- Yang Diminta
Tolong ketik ulang seluruh item di bawah ini tanpa perubahan apa pun, baris demi baris.

- Bahan yang Disediakan

--------

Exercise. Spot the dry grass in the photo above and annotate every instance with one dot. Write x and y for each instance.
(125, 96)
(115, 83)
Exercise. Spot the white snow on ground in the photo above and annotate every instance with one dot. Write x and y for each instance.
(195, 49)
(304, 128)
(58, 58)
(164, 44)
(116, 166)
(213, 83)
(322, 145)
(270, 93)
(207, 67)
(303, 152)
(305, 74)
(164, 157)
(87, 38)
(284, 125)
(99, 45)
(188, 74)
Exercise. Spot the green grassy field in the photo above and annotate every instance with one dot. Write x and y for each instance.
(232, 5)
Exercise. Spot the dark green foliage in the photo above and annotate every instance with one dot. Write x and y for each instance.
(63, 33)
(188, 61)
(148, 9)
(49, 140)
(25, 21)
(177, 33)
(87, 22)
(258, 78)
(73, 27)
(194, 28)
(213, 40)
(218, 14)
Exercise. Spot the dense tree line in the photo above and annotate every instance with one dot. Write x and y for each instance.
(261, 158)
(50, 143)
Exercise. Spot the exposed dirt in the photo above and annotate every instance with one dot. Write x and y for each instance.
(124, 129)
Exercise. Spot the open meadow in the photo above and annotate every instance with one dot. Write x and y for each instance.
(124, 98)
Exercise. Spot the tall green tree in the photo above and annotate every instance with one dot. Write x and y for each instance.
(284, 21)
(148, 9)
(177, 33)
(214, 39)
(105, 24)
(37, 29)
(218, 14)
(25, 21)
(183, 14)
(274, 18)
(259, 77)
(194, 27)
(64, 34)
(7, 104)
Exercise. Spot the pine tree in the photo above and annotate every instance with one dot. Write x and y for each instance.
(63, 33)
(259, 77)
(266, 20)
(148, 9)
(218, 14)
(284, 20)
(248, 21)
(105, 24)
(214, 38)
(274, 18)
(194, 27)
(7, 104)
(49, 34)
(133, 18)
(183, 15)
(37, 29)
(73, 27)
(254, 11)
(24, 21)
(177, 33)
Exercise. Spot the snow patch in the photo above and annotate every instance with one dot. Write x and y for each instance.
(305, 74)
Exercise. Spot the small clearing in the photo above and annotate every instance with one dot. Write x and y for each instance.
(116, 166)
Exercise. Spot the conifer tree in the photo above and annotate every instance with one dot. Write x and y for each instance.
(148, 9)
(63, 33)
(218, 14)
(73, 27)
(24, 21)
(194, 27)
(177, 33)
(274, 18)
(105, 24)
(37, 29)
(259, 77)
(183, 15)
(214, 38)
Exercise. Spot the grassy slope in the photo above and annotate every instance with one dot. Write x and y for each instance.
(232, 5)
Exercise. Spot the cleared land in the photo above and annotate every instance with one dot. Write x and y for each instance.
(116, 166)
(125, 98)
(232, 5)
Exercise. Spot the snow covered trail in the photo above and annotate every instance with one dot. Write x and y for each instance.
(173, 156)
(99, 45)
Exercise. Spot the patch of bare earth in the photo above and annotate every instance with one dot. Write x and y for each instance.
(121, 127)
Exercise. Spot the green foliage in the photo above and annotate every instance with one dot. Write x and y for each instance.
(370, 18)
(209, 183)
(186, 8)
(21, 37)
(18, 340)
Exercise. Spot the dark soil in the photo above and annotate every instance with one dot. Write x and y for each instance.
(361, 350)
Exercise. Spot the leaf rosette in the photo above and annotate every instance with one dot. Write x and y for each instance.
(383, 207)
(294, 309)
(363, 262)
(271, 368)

--------

- Hasil Latihan
Exercise. Spot the dry grass in the photo above and annotate every instance with one dot. Write x and y for each instance.
(125, 96)
(115, 83)
Exercise. Spot the white snow on ground in the photo above and annotate every instance with one dot. Write x and y for each instance.
(195, 49)
(304, 128)
(58, 58)
(164, 44)
(116, 166)
(213, 83)
(322, 145)
(270, 93)
(207, 67)
(303, 152)
(305, 74)
(164, 157)
(87, 38)
(284, 125)
(99, 45)
(188, 74)
Exercise. Spot the green grassy field in the photo above and annotate every instance with one dot. Write x and y for each instance.
(232, 5)
Exercise. Spot the dark green foliage in the photo above and annotate every instance with one dot. Write x and y for each instance.
(63, 33)
(188, 61)
(148, 9)
(49, 140)
(25, 21)
(177, 33)
(87, 22)
(258, 78)
(73, 27)
(194, 28)
(213, 40)
(218, 14)
Exercise. Spot the dense tree line in the photo above and annotate every instance with one dot. Write x and y for each instance.
(261, 158)
(50, 143)
Exercise. Spot the exposed dirt in the photo above and annotate every instance with one dot. Write x and y for each instance.
(124, 129)
Exercise. Spot the open meadow in the photo above and annotate every instance with one dot. Write x and y for each instance.
(124, 98)
Exercise. Spot the tall green tree in the photo above and annotate every instance with one dot. Write x and y for each instance.
(284, 21)
(148, 9)
(177, 33)
(214, 39)
(105, 24)
(37, 29)
(218, 14)
(25, 21)
(183, 14)
(274, 18)
(259, 77)
(194, 27)
(64, 34)
(7, 104)
Exercise. Spot the pine tree in the photo above and annotate every instance with one dot. Write x and y for each instance.
(63, 33)
(259, 77)
(266, 20)
(148, 9)
(218, 14)
(284, 20)
(248, 21)
(105, 24)
(214, 38)
(274, 18)
(194, 27)
(7, 104)
(49, 34)
(133, 18)
(183, 15)
(37, 29)
(73, 27)
(254, 11)
(24, 21)
(177, 33)
Exercise. Spot the snow patch in the photo above and annotate every instance with one dot. Write x and y for each instance.
(305, 74)
Exercise. Spot the small clearing in the photo above and annotate every instance with one dot. Write x and y for each instance.
(116, 166)
Exercise. Spot the conifer tree in the photo above and annotate every instance with one dot. Write x and y for each instance.
(148, 9)
(63, 33)
(218, 14)
(73, 27)
(24, 21)
(194, 27)
(177, 33)
(274, 18)
(105, 24)
(37, 29)
(259, 77)
(183, 15)
(214, 38)
Exercise. Spot the grassy slope in the photo above and annotate every instance with one dot. Write x and y for each instance.
(232, 5)
Exercise. Spot the cleared land in the photo above and annotate every instance with one dot. Write x and y for each instance.
(116, 166)
(125, 98)
(232, 5)
Exercise. Spot the snow covered trail in the photo above and annotate every instance with one dot. Write x and y for each instance.
(173, 156)
(99, 45)
Exercise. Spot the patch of bare earth in the photo above and annotate every instance with one dot. Write x and y for each instance.
(121, 127)
Exercise. Spot the green foliage in the photo above and annotate every instance with one dot. Write x and y for each instance.
(370, 18)
(209, 183)
(186, 8)
(21, 37)
(18, 340)
Exercise. Spot the dark soil in the photo above and annotate every instance with one dot. Write x and y for each instance.
(361, 350)
Exercise. Spot the leaf rosette in the photo above and annotate every instance with one dot. Write x and y for each instance.
(383, 207)
(294, 309)
(363, 262)
(271, 368)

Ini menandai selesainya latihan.